1. Field of the Invention
The present invention relates to a flash memory device, and more particularly to a flash memory device which has a switching circuit for applying a voltage to wells with a time interval when flash memory cells which have a triple well structure are erased.
2. Description of the Prior Art
In general, a memory device such as flash electrically erasable and programmable read only memory (EEPROM) has both functions of electrically programming and erasing, and is classified into a the stack-gate type and the split-gate type depending on a shape of gate electrode thereof. Now, details of the conventional stack-gate flash memory cell will be described with reference to FIG. 1.
In the conventional stack-gate type flash memory cell, as shown in FIG. 1, a tunnel oxide layer 3, a floating gate 4, a dielectric layer 5 and a control gate 6 are sequentially stacked on a silicon substrate 1 in which a well 2 is formed to form a gate electrode. Impurity ions are injected into the substrate 1 at both sides of the gate electrode, therefore a source 7 and a drain 8 are formed. The operation of programming and erasing of the flash memory cell as described above will be described with reference to FIG. 2 to FIG. 4.

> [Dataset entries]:
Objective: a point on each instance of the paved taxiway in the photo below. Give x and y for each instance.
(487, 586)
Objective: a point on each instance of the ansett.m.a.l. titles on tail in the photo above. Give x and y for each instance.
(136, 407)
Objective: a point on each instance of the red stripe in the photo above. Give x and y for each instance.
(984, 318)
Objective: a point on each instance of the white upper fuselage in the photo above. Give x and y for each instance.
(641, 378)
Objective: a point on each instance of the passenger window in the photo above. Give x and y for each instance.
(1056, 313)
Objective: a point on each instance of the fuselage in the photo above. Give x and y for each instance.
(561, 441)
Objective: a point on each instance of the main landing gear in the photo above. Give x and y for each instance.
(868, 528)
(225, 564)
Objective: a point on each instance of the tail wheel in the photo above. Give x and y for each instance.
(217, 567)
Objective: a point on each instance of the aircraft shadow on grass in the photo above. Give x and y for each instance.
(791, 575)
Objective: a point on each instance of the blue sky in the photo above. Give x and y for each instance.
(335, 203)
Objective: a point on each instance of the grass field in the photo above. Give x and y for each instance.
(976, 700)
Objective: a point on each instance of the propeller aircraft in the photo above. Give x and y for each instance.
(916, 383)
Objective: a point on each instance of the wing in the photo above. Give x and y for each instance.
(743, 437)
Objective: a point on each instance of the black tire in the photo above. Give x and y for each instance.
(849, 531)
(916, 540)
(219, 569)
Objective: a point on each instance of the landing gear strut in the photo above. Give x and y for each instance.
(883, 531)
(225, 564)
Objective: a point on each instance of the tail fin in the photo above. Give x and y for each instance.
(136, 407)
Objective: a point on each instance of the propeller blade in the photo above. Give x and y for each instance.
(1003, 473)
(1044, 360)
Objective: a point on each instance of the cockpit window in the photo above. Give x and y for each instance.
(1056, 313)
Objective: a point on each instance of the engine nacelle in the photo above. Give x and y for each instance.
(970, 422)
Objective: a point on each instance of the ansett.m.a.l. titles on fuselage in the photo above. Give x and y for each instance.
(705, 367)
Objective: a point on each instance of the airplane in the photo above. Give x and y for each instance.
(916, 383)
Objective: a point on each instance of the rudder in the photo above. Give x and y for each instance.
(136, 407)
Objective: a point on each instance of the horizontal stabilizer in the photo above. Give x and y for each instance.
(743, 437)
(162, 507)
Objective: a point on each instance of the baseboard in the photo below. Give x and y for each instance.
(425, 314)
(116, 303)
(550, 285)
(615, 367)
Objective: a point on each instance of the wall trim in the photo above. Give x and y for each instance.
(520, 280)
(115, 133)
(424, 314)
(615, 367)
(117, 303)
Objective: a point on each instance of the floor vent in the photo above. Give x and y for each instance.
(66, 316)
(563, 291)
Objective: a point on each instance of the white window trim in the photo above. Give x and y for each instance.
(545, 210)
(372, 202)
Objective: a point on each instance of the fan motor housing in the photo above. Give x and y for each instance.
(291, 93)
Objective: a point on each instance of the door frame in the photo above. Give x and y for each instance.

> [Check your understanding]:
• A. Answer these questions using the flash memory passage.
(i) Into which two types are devices such as flash EEPROM classified, and on what basis?
(ii) Which four parts are stacked in sequence on the silicon substrate to form the gate electrode?
(iii) How are the source and drain formed?
• B. Carry on the flash memory passage from the end of its final sentence.

> [Answers for this exercise]:
• A.
(i) They are classified into the stack-gate type and the split-gate type, depending on the shape of the gate electrode.
(ii) A tunnel oxide layer, a floating gate, a dielectric layer and a control gate.
(iii) Impurity ions are injected into the substrate at both sides of the gate electrode.

• B.
To program an information to the flash memory cell, that is, to charge electric charge to the floating gate 4, a higher voltage V.sub.G of 9V is applied to the control gate 6, a supply voltage V.sub.D of 5V is applied to the drain 8, and the source 7 and the well 2 are grounded, respectively, as shown in FIG. 2. Then, channel is formed between the source 7 and the drain 8 due to the higher voltage V.sub.G applied to the control gate 6, and high electric field zone is formed on the substrate 1 at the side of the drain 6 due to the supply voltage V.sub.D applied to the drain 8. At this time, a part of electrons existing in the channel receive an energy from the high electric field zone and become hot electrons, and a part of the hot electrons are injected into the floating gate 4 through the tunnel oxide layer 3 by an electrical field formed in a vertical direction due to the high voltage applied to the control gate 6. Accordingly, a threshold voltage V.sub.T of the flash memory cell rises by such injection of hot electrons.
To erase the information programmed in the flash memory cell, that is, to discharge electric charge stored in the floating gate 4, a negative voltage V.sub.G of -8V is applied to the control gate 6, voltage V.sub.S of 5V is applied to the source 7, and the drain 8 and the well 2 are grounded, respectively, as shown in FIG. 3 and FIG. 4. Then, the electrons injected into the floating gate 3 are moved to the source 7 due to the F-N (fowler-nordheim) tunneling phenomenon, so that threshold voltage V.sub.T of memory cells is lowered.
When the erasing operation is performed, a band to band leakage current occurs by the electric field formed between the floating gate 4 and the source 7, and the band to band leakage current is accelerated by the voltage between the source 7 and the well 2, whereby the current is increased. Also, the generated holes pass through the tunnel oxide layer 3 and are injected into the floating gate 4, or trapped in the tunnel oxide layer 3 adjacent to the source 7. By such phenomenon, an over erasing occurs or characteristic of cycling is degraded.
To prevent such phenomenon, the source 7 is formed with the double diffused drain (DDD) structure. However, a high integration of device is difficult due to a side diffusion of impurity ions.